(Coordinate labeling data)
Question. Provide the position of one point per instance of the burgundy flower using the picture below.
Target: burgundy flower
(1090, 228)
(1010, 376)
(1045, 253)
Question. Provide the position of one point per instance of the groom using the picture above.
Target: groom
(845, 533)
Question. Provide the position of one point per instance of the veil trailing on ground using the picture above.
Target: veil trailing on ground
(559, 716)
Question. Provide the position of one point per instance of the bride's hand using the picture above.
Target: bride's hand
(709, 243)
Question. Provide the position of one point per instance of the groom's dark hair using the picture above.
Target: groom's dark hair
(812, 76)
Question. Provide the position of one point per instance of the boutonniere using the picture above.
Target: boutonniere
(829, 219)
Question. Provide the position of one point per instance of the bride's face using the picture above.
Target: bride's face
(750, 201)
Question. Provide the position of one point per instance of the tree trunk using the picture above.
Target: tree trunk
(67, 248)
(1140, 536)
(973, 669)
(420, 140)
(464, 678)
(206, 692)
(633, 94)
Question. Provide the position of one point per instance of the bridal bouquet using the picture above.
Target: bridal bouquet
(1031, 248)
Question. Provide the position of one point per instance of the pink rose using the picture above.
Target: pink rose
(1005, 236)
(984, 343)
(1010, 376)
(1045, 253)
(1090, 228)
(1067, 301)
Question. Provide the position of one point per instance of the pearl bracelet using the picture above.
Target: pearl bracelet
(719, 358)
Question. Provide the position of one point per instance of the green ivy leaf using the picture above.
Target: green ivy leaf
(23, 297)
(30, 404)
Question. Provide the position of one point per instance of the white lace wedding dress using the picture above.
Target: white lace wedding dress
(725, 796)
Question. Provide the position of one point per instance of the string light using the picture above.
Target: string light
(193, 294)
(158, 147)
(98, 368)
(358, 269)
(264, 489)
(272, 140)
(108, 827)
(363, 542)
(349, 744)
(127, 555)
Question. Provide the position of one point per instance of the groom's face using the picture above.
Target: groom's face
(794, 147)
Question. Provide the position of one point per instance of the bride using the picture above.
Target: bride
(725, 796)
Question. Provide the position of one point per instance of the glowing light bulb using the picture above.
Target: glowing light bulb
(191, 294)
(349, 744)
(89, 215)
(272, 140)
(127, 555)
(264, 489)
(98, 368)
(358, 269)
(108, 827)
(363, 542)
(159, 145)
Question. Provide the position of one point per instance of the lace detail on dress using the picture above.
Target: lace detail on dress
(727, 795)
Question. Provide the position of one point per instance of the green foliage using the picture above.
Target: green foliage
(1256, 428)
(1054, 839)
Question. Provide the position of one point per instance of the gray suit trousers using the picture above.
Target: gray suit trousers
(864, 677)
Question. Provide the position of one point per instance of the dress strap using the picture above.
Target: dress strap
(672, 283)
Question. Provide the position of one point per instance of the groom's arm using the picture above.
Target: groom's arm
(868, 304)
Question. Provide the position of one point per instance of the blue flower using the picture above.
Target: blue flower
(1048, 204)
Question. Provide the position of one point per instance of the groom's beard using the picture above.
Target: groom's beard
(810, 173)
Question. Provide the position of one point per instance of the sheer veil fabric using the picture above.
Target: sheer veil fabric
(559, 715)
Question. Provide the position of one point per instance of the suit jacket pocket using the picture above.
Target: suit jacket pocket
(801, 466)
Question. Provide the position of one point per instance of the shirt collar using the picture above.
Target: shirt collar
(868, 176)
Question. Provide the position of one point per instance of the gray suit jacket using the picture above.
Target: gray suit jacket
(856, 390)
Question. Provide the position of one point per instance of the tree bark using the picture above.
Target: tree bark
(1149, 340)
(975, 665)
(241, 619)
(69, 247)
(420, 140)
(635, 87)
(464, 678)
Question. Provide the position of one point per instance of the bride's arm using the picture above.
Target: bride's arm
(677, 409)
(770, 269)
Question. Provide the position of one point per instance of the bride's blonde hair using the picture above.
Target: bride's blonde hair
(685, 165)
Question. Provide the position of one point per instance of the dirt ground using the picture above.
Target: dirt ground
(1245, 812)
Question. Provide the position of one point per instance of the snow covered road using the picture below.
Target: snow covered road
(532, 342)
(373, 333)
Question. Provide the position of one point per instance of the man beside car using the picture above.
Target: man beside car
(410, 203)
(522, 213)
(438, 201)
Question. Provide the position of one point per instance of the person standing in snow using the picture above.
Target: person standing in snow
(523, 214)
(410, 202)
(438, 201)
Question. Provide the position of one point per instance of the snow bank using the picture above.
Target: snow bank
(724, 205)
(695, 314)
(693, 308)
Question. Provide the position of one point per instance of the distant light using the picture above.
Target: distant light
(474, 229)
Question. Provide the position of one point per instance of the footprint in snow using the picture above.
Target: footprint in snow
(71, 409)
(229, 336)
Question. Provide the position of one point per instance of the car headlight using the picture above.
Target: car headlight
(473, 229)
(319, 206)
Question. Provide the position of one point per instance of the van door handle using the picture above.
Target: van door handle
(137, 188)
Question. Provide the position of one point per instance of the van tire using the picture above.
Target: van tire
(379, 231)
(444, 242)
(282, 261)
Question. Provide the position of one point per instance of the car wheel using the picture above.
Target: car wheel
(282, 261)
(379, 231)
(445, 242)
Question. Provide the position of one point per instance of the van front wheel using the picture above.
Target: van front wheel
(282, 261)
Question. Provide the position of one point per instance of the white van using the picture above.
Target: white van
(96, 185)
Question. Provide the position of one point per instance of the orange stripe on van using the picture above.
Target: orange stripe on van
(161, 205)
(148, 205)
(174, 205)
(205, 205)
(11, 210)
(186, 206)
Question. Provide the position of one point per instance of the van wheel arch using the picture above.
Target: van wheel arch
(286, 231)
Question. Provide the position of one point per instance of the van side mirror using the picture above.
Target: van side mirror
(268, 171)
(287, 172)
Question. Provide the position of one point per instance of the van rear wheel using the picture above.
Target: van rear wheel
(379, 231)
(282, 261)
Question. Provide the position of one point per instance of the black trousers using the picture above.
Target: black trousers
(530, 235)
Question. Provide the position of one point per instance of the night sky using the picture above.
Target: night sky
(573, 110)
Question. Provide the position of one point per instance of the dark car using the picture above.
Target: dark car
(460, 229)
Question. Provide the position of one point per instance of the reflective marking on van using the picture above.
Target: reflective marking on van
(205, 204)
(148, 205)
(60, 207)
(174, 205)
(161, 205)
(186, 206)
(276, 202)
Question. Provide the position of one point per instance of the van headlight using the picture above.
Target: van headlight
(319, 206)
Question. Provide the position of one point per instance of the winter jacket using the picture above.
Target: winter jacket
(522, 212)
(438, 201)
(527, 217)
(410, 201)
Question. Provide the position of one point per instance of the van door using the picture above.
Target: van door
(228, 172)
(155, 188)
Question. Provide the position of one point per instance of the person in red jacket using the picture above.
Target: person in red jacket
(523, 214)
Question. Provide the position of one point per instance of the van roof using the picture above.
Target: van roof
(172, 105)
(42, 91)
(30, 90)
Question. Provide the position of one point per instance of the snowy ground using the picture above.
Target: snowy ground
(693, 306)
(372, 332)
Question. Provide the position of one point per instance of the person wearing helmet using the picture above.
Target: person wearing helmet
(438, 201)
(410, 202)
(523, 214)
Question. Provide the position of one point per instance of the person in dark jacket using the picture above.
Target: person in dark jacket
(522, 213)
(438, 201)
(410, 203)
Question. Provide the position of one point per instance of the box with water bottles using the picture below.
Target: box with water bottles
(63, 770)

TASK BRIEF
All of the data above should be transcribed exactly.

RESPONSE
Question. Provide the position of one point per instance of the burgundy flower using the picture below.
Target: burgundy flower
(1090, 228)
(1010, 376)
(1045, 253)
Question. Provide the position of one point per instance of the groom using the picture above.
Target: groom
(845, 533)
Question. Provide the position of one point per instance of the veil trailing on ground using the picture above.
Target: veil trailing on ground
(559, 716)
Question. Provide the position of one point per instance of the bride's hand using the picture above.
Target: bride's hand
(709, 243)
Question. Provide the position of one point per instance of the groom's dark hair using the picture above.
Target: groom's dark hair
(812, 76)
Question. Provide the position of one point per instance of the boutonniere using the picture above.
Target: boutonniere
(829, 219)
Question. Provide the position of one point per instance of the bride's face using the picture above.
Target: bride's face
(750, 201)
Question. Provide the position of one point per instance of the tree trunk using the picture above.
Target: tree trunk
(67, 248)
(1140, 536)
(973, 669)
(420, 140)
(464, 678)
(206, 692)
(633, 94)
Question. Provide the position of one point per instance of the bridal bouquet using the picture above.
Target: bridal bouquet
(1031, 248)
Question. Provide the position of one point per instance of the pink rose using the picture above.
Target: pink rose
(1005, 236)
(984, 343)
(1010, 376)
(1045, 253)
(1090, 228)
(1067, 301)
Question. Provide the position of one point per instance of the pearl bracelet using the picture above.
Target: pearl bracelet
(719, 358)
Question. Provide the position of one point per instance of the green ivy leaf using the picture above.
Target: green ivy leaf
(23, 297)
(30, 404)
Question. Provide the position of one point per instance of the white lace wedding dress using the picture above.
Target: white lace wedding dress
(725, 796)
Question. Provide the position of one point per instance of the string light using the picture above.
Target: string light
(193, 294)
(158, 147)
(98, 368)
(358, 269)
(264, 489)
(272, 140)
(108, 827)
(363, 542)
(349, 744)
(127, 555)
Question. Provide the position of one point per instance of the groom's face using the picture above.
Target: groom's face
(794, 147)
Question. Provide the position of one point per instance of the bride using the picture above.
Target: bride
(725, 796)
Question. Provide the position of one point per instance of the glowing light bulb using the picture above.
Target: glowing light bulb
(191, 294)
(349, 744)
(89, 215)
(272, 140)
(127, 555)
(264, 489)
(98, 368)
(358, 269)
(108, 827)
(363, 542)
(159, 145)
Question. Provide the position of one point per instance of the lace detail on dress using the picture above.
Target: lace detail on dress
(727, 795)
Question. Provide the position of one point per instance of the green foliage using the picture above.
Target: green foliage
(1256, 428)
(1054, 839)
Question. Provide the position of one point per instance of the gray suit trousers using the picture above.
Target: gray suit trousers
(864, 677)
Question. Provide the position of one point per instance of the dress strap using the picture above.
Target: dress strap
(672, 283)
Question. Provide the position of one point per instance of the groom's arm using the picture above.
Target: groom's arm
(868, 304)
Question. Provide the position of one point per instance of the blue flower using the picture above.
Target: blue flower
(1048, 204)
Question. Provide the position of one point per instance of the groom's beard using the picture above.
Target: groom's beard
(810, 173)
Question. Provide the position of one point per instance of the sheer veil fabric using the picture above.
Target: sheer veil fabric
(559, 715)
Question. Provide the position of one point per instance of the suit jacket pocket using the picture above.
Target: suit jacket pocket
(801, 466)
Question. Provide the position of one point per instance of the shirt collar using the picture above.
Target: shirt collar
(868, 176)
Question. Provide the position of one point per instance of the gray suit jacket using the picture above.
Target: gray suit jacket
(856, 390)
Question. Provide the position of one point per instance of the tree bark using the picture above.
Target: tree bark
(1149, 340)
(975, 665)
(241, 619)
(69, 247)
(420, 140)
(635, 87)
(464, 678)
Question. Provide the position of one point per instance of the bride's arm using the picture above.
Target: bride's arm
(677, 409)
(770, 269)
Question. Provide the position of one point per instance of the bride's blonde hair using the picture above.
Target: bride's blonde hair
(685, 165)
Question. Provide the position of one point per instance of the dirt ground using the picture above.
Target: dirt ground
(1245, 812)
Question. Provide the position of one point per instance of the snow covered road using the picture below.
Target: snow covered road
(532, 342)
(373, 333)
Question. Provide the position of one point per instance of the man beside car using the picture above.
Target: man beside car
(410, 203)
(522, 213)
(438, 201)
Question. Provide the position of one point per instance of the person standing in snow using the picture above.
Target: person standing in snow
(523, 214)
(410, 202)
(438, 201)
Question. Provide the position of one point per instance of the snow bank using the picture above.
Target: snow bank
(724, 205)
(695, 314)
(693, 308)
Question. Provide the position of one point per instance of the distant light using the picture above.
Target: distant light
(474, 229)
Question. Provide the position of one point per instance of the footprint in snow using the picture above.
Target: footprint in snow
(71, 409)
(229, 336)
Question. Provide the position of one point per instance of the car headlight using the picture above.
Target: car headlight
(473, 229)
(319, 206)
Question. Provide the position of one point per instance of the van door handle using the picture above.
Target: van door handle
(137, 188)
Question. Provide the position of one point per instance of the van tire using the picture above.
Target: van tire
(379, 231)
(444, 242)
(282, 261)
Question. Provide the position of one point per instance of the car wheel using the picture above.
Target: car wheel
(282, 261)
(379, 231)
(445, 242)
Question. Provide the position of one point per instance of the van front wheel using the picture above.
Target: van front wheel
(282, 261)
Question. Provide the position of one point per instance of the white van using the picture above.
Target: white van
(96, 185)
Question. Provide the position of one point per instance of the orange stripe on van using the picture above.
Target: orange stripe on van
(161, 205)
(148, 205)
(174, 205)
(205, 205)
(11, 210)
(186, 206)
Question. Provide the position of one point per instance of the van wheel arch using the picture above.
Target: van wheel arch
(286, 231)
Question. Provide the position of one point per instance of the van side mirror using the picture above.
Target: van side mirror
(268, 171)
(287, 172)
Question. Provide the position of one point per instance of the van rear wheel using the picture above.
Target: van rear wheel
(379, 231)
(282, 261)
Question. Provide the position of one point per instance of the black trousers using the picture above.
Target: black trousers
(530, 235)
Question. Provide the position of one point per instance of the night sky using the picture above.
Target: night sky
(573, 110)
Question. Provide the position of one point per instance of the dark car using the picture above.
Target: dark car
(460, 229)
Question. Provide the position of one point per instance of the reflective marking on van using the picture above.
Target: reflective marking on van
(205, 204)
(148, 205)
(60, 207)
(174, 205)
(161, 205)
(186, 206)
(276, 202)
Question. Provide the position of one point per instance of the van headlight using the picture above.
Target: van headlight
(319, 206)
Question. Provide the position of one point per instance of the winter jacket using the picture above.
Target: winter jacket
(522, 212)
(438, 201)
(527, 217)
(410, 201)
Question. Provide the position of one point per instance of the van door using the picture above.
Target: van door
(228, 172)
(155, 188)
Question. Provide the position of one point per instance of the person in red jacket using the picture above.
Target: person in red jacket
(523, 214)
Question. Provide the position of one point per instance of the van roof using the picture above.
Target: van roof
(172, 105)
(42, 91)
(30, 90)
Question. Provide the position of one point per instance of the snowy ground using the picture above.
Target: snowy ground
(693, 306)
(372, 332)
Question. Provide the position of one point per instance of the person wearing helmet using the picture above.
Target: person wearing helmet
(438, 201)
(410, 202)
(523, 214)
Question. Provide the position of one point per instance of the person in dark jacket using the picture above.
Target: person in dark jacket
(522, 213)
(438, 201)
(410, 203)
Question. Provide the position of one point per instance of the box with water bottles using the picture below.
Target: box with water bottles
(63, 770)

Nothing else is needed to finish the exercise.